§ **AVAILABLE RECORDS**:
········
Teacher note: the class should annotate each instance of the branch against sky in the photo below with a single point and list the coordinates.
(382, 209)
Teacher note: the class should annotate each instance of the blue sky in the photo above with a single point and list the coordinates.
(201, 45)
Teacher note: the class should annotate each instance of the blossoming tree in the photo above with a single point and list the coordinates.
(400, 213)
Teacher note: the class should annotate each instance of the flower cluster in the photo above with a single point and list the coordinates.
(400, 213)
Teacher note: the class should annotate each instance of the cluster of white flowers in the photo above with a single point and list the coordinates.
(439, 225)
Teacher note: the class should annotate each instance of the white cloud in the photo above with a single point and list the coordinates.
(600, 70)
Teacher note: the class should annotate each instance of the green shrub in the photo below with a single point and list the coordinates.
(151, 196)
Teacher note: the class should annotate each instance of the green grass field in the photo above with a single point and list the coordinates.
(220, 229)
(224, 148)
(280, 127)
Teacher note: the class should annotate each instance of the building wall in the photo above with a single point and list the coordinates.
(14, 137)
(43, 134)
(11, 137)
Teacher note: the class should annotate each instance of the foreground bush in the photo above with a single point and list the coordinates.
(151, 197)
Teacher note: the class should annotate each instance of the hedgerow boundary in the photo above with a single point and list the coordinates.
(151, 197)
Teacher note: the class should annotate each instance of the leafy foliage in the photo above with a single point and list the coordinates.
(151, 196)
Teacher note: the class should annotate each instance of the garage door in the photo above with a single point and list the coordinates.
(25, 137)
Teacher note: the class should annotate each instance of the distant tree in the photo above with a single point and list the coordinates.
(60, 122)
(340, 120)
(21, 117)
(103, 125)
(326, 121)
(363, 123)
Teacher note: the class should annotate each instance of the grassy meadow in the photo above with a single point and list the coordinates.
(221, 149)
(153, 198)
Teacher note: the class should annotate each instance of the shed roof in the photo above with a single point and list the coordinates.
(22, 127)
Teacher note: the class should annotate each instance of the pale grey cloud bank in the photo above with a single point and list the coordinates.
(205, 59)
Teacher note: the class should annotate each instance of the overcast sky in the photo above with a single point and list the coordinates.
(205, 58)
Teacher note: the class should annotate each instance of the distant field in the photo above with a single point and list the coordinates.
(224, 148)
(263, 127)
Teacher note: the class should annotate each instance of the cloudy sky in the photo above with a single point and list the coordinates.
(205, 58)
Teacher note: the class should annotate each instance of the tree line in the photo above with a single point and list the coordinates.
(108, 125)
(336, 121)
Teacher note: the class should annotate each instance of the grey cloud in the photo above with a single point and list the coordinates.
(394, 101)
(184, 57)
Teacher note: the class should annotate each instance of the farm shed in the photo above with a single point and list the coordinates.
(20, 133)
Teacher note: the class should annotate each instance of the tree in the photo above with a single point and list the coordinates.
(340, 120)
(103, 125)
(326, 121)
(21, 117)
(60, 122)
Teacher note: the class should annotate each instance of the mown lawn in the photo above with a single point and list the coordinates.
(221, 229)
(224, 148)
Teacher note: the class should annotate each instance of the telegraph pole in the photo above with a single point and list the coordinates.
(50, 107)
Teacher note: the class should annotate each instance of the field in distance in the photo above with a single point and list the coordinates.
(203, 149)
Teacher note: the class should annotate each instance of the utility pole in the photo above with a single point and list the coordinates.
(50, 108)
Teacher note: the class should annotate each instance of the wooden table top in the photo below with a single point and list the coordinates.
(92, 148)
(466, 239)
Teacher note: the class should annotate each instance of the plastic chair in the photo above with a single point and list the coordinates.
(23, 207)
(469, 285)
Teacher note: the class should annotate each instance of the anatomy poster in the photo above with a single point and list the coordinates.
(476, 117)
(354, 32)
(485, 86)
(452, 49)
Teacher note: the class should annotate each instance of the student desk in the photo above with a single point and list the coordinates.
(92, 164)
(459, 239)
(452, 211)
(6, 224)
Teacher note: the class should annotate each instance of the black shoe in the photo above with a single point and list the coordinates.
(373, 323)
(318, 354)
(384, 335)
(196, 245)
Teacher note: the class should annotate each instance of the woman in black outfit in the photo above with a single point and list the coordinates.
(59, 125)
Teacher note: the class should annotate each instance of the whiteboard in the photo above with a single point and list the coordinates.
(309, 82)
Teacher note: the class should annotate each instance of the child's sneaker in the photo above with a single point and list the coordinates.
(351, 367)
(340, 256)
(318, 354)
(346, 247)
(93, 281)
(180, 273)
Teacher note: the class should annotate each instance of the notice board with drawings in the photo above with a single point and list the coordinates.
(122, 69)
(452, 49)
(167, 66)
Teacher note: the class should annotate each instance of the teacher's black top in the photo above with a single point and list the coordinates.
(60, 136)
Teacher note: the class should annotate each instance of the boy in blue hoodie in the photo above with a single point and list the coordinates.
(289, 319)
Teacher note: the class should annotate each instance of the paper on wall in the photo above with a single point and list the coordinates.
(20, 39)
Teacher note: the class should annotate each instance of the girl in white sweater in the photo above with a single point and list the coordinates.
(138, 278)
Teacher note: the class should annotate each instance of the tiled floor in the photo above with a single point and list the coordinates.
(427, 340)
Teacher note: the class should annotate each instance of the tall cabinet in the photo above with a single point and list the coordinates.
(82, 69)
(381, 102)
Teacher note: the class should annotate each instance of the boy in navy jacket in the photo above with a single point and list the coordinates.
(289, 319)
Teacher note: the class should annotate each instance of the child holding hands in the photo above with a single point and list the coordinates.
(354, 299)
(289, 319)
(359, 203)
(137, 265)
········
§ **WHAT IS EXPECTED**: Output only the lines running from the line with "boy in navy" through the final line of the data, inclusive.

§ **FINAL ANSWER**:
Teacher note: the class should annotate each instance of the boy in navy jacket in the photo above with a single point and list the coordinates.
(289, 319)
Teacher note: the class should annotate each instance of the child holding hands in the photo above with a single point and list the coordinates.
(354, 299)
(289, 319)
(359, 203)
(137, 265)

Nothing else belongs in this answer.